Supplied material:
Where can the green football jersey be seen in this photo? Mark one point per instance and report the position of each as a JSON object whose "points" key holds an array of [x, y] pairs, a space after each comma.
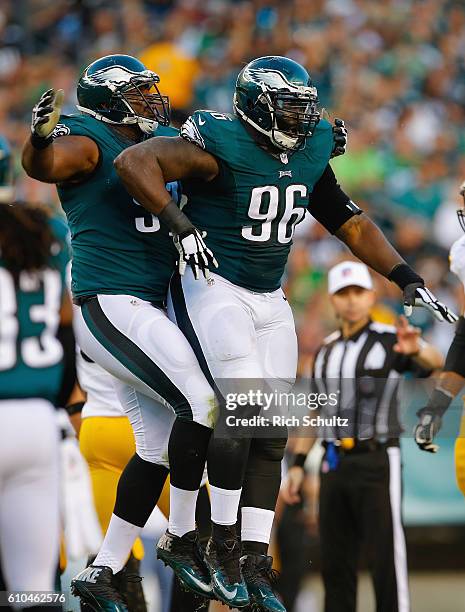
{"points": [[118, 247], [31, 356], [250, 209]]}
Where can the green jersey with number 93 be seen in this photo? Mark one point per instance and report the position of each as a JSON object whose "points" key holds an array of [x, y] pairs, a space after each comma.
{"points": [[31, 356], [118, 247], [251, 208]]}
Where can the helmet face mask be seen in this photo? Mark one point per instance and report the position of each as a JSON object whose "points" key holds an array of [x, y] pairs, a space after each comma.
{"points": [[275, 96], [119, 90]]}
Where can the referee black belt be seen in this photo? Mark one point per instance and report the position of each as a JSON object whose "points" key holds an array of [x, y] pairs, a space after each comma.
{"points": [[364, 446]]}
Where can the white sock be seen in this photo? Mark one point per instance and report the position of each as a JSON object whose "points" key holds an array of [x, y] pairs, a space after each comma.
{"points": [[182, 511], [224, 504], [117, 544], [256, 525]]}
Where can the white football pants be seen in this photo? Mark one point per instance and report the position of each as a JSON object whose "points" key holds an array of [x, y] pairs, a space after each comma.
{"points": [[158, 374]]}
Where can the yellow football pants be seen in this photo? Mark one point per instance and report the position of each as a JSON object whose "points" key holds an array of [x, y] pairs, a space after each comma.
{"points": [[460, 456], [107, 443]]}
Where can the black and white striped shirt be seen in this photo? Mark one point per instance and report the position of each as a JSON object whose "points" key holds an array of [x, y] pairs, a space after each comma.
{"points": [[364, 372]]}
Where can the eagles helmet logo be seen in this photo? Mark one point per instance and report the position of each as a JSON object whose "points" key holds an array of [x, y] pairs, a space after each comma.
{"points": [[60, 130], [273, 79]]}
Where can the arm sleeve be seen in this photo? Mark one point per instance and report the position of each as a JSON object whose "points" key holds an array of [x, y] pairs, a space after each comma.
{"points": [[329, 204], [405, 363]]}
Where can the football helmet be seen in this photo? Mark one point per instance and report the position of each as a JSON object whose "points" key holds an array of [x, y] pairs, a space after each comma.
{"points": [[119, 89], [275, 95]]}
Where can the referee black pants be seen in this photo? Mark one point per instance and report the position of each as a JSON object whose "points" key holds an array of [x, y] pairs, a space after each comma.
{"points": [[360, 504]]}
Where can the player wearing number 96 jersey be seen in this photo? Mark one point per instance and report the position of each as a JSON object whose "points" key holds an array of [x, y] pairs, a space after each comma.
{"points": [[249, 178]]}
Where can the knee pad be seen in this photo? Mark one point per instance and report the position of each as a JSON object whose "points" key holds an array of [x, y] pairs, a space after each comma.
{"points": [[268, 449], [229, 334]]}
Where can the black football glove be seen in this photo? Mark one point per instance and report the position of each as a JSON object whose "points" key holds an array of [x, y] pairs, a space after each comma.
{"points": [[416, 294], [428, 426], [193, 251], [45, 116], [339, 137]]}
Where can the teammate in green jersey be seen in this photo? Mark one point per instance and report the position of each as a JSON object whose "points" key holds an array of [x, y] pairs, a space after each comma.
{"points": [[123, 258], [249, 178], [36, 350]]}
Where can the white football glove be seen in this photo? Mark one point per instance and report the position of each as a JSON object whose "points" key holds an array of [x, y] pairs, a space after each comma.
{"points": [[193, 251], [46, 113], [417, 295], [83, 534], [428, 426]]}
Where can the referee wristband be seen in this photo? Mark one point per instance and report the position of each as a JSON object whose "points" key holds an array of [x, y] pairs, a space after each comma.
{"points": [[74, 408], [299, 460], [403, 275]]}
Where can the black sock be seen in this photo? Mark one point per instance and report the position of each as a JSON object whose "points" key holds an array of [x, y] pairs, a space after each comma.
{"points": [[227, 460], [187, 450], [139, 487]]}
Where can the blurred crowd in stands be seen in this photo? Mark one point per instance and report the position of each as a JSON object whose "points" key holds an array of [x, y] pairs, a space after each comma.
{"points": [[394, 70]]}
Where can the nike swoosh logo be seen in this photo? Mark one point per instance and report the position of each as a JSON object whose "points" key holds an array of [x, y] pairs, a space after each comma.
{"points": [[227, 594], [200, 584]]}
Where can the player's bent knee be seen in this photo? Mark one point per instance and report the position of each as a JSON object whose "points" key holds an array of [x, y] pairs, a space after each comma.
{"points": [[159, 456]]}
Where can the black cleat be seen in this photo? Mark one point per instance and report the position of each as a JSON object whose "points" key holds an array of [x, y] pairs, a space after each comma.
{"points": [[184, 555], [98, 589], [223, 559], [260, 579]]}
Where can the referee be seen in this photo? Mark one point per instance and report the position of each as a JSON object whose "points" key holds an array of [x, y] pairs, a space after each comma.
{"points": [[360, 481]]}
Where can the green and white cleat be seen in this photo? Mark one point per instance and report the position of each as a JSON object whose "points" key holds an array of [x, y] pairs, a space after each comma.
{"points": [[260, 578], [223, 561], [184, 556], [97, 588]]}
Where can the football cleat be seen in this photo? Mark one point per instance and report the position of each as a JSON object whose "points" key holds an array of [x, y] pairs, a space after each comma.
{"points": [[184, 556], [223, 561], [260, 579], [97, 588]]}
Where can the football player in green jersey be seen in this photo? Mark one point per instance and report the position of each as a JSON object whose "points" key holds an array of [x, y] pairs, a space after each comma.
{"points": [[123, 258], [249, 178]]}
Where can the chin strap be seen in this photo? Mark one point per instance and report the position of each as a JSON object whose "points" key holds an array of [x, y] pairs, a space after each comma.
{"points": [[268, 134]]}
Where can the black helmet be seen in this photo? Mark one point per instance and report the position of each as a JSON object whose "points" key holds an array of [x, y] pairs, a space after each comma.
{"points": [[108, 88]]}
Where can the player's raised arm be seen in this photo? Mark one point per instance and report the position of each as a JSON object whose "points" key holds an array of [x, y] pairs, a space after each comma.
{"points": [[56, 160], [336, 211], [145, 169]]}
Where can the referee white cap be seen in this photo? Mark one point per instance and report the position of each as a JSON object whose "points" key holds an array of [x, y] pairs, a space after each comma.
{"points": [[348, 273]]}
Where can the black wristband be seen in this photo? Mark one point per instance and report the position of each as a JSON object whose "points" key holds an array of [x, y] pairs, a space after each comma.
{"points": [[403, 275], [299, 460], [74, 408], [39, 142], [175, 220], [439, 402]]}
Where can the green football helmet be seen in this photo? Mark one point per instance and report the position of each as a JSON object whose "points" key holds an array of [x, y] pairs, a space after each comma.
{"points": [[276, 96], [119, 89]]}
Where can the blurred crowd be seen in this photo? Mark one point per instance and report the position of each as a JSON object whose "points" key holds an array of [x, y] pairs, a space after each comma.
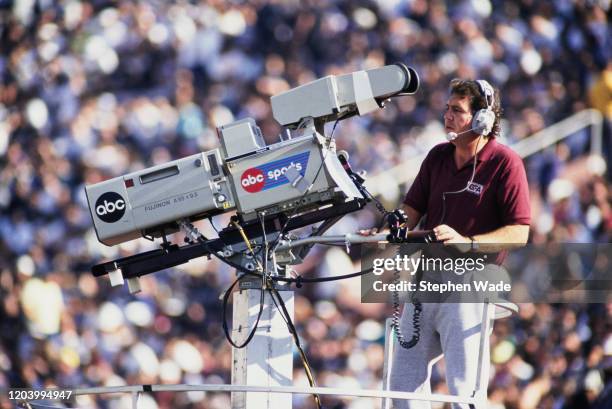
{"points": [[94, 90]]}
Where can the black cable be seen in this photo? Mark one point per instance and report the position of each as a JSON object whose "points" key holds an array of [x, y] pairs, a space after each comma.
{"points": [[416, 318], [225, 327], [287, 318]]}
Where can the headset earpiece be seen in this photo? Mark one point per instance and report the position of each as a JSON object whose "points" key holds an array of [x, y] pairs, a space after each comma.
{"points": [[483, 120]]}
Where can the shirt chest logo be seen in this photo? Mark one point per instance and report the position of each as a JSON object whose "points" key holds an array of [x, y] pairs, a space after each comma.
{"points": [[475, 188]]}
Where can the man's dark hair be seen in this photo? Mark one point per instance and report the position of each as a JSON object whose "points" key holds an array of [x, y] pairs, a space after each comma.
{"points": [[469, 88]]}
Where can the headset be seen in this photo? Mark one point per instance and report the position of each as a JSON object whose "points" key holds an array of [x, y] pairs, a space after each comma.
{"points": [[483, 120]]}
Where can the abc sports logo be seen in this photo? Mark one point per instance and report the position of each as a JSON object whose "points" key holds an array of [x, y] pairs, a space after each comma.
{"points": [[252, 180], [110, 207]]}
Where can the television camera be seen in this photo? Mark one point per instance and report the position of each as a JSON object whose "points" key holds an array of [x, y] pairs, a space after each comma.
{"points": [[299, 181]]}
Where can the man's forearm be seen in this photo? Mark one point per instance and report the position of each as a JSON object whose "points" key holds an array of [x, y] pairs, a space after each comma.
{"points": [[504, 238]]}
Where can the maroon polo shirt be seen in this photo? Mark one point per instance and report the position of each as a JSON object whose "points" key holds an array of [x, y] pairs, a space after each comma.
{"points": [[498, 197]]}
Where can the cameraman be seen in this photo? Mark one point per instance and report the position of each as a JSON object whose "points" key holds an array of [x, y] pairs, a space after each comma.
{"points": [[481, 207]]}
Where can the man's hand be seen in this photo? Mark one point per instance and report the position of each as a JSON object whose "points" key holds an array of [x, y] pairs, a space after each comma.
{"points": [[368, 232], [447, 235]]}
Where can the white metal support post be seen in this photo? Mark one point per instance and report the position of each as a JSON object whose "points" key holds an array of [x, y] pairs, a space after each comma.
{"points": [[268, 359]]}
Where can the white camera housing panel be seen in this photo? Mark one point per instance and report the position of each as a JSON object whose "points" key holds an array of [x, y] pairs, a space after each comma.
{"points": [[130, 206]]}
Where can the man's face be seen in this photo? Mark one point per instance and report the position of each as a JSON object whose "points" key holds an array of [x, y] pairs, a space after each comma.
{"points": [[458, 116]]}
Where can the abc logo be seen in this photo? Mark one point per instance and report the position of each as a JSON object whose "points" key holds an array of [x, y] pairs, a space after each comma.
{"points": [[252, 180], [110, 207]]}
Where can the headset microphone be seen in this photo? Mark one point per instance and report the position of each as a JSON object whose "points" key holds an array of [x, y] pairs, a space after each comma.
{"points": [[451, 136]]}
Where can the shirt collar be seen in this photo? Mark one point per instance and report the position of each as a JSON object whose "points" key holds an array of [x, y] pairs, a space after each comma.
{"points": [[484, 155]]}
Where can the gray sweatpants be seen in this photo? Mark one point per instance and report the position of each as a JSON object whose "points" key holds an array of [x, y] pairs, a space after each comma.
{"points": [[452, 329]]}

Exercise brief: Repeat word for word every line from the one that holds "Where can the shirt collar" to the end. Both ends count.

Exercise answer:
Where can the shirt collar be seen in this photo? Mark one point per instance and report the position of each as a JSON object whose "points" key holds an array of [x, y] pairs, a space after each comma.
{"points": [[484, 155]]}
Where can the gray sweatpants be seen in this photo? Mark one point per instance and report the position of each as a JSON object whose "points" key holds an array of [x, y] pairs, a space after each comma.
{"points": [[452, 329]]}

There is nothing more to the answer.